[[ Source passage, beginning ]]
One of the major producers of illegal cluster munitions in the world is Lockheed Martin. Their patented delivery system for these outlawed munitions is the Multiple Launch Rocket System (MLRS) which can fire 12 cluster munitions rockets – approximately 11,400 bomblets, the size of baseballs, in less than 60 seconds at ranges exceeding 165km.

A new “lethality-enhanced” version randomly scatters 182,000 deadly diamonds shaped tungsten fragments per rocket – thats over 2 million in less than 60 seconds. It has a much larger kill area than traditional cluster munitions, and is more efficient at killing as there are no dud bomblets. This Lockheed Martin claims this makes them more humane. They don’t label them as cluster munitions and claim they have stopped the production of cluster munitions. Even if we ignore their latest “lethality enhanced” war heads, evidence shows they are still very much in the cluster munitions business through their contracts for the maintenance, support and upgrading of the huge existing stockpiles of cluster munitions and launchers, ensuring they are ready for use.

The Cluster Munition Monitor report 2024 states that “the US is developing and producing several replacements for cluster munitions that may fail to meet the submunition reliability policy of its own Department of Defense, and that may still fall under the definition of cluster munitions prohibited under the convention”, and continues to lists both US and Israel as “Current Producers” of cluster munitions.
[[ Source passage, end ]]
[[ Data excerpts, beginning ]]
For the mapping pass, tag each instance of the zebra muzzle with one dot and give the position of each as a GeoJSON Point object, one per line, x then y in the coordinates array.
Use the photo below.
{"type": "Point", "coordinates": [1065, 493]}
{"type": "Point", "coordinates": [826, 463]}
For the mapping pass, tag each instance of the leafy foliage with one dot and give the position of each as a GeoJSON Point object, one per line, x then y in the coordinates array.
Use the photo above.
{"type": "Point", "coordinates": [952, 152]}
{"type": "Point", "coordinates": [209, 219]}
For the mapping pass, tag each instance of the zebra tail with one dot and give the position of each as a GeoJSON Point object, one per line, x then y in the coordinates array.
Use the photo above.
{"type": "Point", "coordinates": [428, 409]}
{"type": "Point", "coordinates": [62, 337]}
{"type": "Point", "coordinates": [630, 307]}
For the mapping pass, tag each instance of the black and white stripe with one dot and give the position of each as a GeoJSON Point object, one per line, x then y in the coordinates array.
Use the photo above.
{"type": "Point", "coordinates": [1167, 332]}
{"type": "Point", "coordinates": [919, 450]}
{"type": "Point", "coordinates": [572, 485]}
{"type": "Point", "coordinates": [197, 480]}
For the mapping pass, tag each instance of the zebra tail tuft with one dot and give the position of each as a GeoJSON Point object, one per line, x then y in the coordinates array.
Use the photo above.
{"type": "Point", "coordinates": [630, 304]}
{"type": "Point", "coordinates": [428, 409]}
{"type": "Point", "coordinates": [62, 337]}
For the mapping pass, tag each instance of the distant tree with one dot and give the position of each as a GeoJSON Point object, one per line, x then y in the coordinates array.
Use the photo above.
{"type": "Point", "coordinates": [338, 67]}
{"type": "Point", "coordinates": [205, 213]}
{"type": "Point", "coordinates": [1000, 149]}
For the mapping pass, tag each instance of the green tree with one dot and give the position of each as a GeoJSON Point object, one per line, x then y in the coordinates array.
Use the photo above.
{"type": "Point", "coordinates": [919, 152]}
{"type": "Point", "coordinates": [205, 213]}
[[ Data excerpts, end ]]
Your assignment. According to the passage on cluster munitions, which two countries does the Cluster Munition Monitor report 2024 list as "Current Producers"?

Result of the exercise. The US and Israel.